Texte fourni »
↓

Petite leçon d’histoire de France pour éditocrates révisionnistes
Le refrain est connu : la démocratie n’est pas souhaitable pour certains peuples. L’exemple tarte à la crème : la révolution iranienne ! Alors peut-on se réjouir ou doit-on s’inquiéter de ce qui se passe en Tunisie, en Égypte, au Yemen, en Libye ? Je n’ergoterai pas sur le rôle des islamistes ici ou là ou sur les « dérives » possibles et imaginables dans tel ou tel pays. Je ne me demanderai pas quel rôle pourrait jouer Tariq Ramadan, son frère, son grand-père ou les disciples du fils de son arrière grand-père. Je ne me propose pas non plus de faire un cours sur les différences conceptuelles entre révolte et révolution. Non, tout en exprimant moi aussi mon immense joie de voir des peuples se débarrasser de tyrans sanguinaires, je ne peux m’empêcher de me rendre compte que les grincheux qui parlent un peu partout dans les médias semblent complètement oublier leur propre histoire.
La France a-t-elle toujours été une République ? Aux différents moments décisifs où le peuple français a difficilement arraché ses droits (que jamais aucun dominant n’a consenti à offrir gracieusement, éclairé par je ne sais quelles « Lumières »), pouvait-on aussi, inspiré par ces sentiments qui prédominent chez nos éditocrates face aux événements qui se déroulent au Maghreb et au Moyen-Orient, trouver des raisons de s’inquiéter ? Même si Tariq Ramadan ne sévissait pas encore en 1848, les raisons ne manquaient pas du côté des défenseurs de l’ordre établi : « Classes dangereuses » disait-on.
Loin de vouloir recycler les poncifs sur les manières dont certains progressistes peuvent « jouer le jeu » ou « faire le lit » de groupes plus ou moins bien intentionnés, sans méconnaître non plus (ni exagérer) les possibles rapports de cause à effets entre différents événements qui ont pu se succéder, sans enfin ignorer la complexité des études historiques mettant en perspective plusieurs dimensions d’une période, nous voudrions, à la manière d’un Alexandre Adler, jouer à ce petit jeu consistant à mettre en lumière certains aspects précis d’événements incontestablement décisifs afin d’en orienter l’interprétation.
Qu’est-ce que 1789 ?

↑

Matériel »

↓

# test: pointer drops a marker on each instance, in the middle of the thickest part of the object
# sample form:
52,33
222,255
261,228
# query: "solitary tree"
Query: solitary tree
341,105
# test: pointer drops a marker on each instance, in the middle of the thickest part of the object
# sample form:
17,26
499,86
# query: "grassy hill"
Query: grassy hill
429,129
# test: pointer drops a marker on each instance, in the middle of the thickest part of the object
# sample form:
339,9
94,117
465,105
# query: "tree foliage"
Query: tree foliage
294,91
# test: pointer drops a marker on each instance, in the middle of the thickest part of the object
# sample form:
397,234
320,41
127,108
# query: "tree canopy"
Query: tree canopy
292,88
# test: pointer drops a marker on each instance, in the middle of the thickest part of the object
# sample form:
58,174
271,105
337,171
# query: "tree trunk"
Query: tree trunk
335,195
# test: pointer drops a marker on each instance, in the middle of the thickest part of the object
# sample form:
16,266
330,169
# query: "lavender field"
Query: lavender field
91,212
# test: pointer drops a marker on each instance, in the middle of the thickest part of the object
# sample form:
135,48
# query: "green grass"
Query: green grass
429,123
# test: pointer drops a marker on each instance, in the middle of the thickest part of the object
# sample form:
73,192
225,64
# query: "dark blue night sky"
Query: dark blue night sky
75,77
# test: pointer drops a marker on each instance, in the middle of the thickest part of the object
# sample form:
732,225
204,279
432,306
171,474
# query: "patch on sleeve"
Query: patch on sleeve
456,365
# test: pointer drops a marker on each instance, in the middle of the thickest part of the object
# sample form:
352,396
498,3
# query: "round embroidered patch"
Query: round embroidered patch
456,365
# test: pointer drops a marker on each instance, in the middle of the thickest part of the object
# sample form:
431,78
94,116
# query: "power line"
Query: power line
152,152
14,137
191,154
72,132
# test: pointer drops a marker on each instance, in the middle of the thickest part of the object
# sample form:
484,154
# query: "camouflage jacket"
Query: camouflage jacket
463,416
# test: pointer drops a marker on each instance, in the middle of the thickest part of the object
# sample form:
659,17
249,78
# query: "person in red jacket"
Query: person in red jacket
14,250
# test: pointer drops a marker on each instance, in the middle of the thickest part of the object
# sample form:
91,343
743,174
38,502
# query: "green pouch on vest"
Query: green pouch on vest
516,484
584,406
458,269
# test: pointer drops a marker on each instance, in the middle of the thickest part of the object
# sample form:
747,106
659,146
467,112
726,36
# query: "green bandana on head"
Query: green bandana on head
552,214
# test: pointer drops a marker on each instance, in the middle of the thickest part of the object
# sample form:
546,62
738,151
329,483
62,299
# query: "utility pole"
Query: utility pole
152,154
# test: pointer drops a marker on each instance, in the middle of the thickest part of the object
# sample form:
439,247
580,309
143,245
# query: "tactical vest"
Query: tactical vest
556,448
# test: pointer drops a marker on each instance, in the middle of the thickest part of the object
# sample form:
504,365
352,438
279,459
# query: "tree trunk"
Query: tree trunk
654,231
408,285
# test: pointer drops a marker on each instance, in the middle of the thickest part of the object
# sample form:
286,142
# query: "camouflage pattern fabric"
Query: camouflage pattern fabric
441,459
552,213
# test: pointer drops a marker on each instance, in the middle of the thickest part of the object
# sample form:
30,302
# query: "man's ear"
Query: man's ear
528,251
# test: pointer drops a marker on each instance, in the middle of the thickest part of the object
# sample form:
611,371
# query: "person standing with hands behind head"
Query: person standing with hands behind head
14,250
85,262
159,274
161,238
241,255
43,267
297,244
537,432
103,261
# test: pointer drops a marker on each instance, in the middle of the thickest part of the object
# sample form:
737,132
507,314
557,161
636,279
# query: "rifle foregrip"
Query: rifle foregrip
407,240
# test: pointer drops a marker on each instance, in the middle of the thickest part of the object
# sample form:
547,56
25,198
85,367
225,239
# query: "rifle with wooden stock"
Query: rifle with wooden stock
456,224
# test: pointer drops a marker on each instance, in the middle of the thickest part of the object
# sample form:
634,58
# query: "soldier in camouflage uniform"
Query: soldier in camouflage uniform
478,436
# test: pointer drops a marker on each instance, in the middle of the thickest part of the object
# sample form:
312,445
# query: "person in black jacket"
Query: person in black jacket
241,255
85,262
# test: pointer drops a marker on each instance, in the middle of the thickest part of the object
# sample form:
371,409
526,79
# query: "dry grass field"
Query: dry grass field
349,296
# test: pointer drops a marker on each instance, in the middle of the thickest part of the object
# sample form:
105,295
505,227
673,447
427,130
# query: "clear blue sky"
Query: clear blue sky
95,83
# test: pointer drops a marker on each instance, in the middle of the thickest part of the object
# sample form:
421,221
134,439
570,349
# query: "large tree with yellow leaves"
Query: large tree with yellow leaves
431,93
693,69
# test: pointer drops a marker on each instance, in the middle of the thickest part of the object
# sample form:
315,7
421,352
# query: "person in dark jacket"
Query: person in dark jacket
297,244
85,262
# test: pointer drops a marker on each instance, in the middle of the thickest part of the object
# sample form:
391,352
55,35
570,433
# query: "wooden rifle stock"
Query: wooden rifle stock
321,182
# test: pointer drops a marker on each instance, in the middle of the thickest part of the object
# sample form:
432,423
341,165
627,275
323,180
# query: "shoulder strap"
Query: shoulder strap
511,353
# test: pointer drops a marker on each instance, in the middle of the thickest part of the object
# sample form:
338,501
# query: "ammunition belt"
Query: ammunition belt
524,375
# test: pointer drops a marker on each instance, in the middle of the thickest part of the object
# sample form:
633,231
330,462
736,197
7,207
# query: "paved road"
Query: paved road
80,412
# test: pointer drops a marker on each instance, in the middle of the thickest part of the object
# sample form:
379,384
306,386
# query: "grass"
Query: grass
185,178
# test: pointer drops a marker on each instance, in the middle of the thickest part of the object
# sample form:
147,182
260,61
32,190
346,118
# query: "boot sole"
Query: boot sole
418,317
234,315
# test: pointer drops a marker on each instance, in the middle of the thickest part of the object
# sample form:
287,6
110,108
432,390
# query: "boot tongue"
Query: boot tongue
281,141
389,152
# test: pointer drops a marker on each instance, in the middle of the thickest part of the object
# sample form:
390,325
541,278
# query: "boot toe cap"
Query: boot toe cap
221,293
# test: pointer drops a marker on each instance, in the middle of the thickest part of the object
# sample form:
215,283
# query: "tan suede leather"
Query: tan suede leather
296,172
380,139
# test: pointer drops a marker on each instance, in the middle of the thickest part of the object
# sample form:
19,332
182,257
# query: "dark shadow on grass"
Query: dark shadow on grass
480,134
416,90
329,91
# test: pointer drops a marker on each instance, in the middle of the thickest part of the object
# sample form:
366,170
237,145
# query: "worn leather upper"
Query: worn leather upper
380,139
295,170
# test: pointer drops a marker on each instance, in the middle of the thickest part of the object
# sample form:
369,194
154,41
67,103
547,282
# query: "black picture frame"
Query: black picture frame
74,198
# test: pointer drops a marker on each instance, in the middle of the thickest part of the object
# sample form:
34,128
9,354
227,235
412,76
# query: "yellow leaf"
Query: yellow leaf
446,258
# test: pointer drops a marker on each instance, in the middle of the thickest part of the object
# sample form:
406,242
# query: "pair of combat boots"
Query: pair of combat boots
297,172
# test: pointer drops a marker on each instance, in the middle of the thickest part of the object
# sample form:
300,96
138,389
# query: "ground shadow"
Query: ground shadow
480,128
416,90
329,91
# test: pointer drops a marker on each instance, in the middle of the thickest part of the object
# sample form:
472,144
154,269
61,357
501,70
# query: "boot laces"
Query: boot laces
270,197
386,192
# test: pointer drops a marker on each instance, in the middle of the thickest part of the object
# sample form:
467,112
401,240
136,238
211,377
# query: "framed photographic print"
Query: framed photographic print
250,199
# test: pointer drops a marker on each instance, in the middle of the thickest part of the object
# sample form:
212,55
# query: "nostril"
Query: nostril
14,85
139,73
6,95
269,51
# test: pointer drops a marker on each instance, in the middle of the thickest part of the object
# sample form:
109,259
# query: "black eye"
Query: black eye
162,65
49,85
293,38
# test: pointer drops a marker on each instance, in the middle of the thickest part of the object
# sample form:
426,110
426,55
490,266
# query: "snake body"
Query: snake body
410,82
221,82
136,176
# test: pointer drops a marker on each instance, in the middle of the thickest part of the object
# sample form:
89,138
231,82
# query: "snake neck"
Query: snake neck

↑

Objectif »
Poursuivez, s'il vous plaît, le texte sur l'histoire de France à la suite de la question « Qu'est-ce que 1789 ? ».

Réponse »
L’abolition des privilèges, la prise de la Bastille, la Déclaration des Droits de l’homme et du citoyen... Mais les Révolutionnaires de 89 n’ont-ils pas « fait le lit » des "Terroristes" de 1793 ? N’ont-ils pas « fait le jeu » de Napoléon Bonaparte ? Ont-ils bien fait, du coup, de se révolter ?
Qu’est-ce que 1848 ?
L’abolition de l’esclavage, le suffrage « universel » (sans les femmes, soit dit en passant), qui a élu... le neveu de Napoléon 1er ! Louis-Napoléon Bonaparte qui, refusant de rendre le pouvoir à la fin de son mandat, fit ce fameux coup d’État à la suite duquel Victor Hugo dut s’exiler. Dix-huit années d’empire !
Alors ? Les Français ont-ils eu tort de renverser leur Roi ? Les pauvres de Paris, soumis pendant la monarchie de Juillet à des conditions de vie intolérables, ont-ils, en se révoltant, « fait le lit » du dictateur ? Au moment même où Républicains, Socialistes et Féministes commencèrent à s’organiser sérieusement en vue d’arracher très lentement des droits dont nous pouvons jouir aujourd’hui (et ce dans le cadre de luttes ayant presque continuellement buté sur la résistance quasi structurelle des dominants), nombreux furent les commentateurs conservateurs qui pouvaient insinuer que les morts de juin 48 résultaient des révoltes de Février. Alors ? Était-il préférable de ne pas abolir l’esclavage ?
1870 ?
Le 4 Septembre, la République est proclamée pour la troisième fois, et le suffrage « universel » (toujours sans les femmes), l’année suivante, amène au pouvoir une majorité monarchiste avec, à la tête de l’État, le tristement célèbre Adolphe Thiers, qui n’avait, me semble-t-il, rien à envier aux fondamentalistes les plus sanguinaires. Qu’est-ce à dire ? Ne fallait-il pas réagir au siège des Prussiens ? Ne fallait-il pas former comme l’ont fait les Républicains (alors minoritaires), un gouvernement de "Défense nationale" ?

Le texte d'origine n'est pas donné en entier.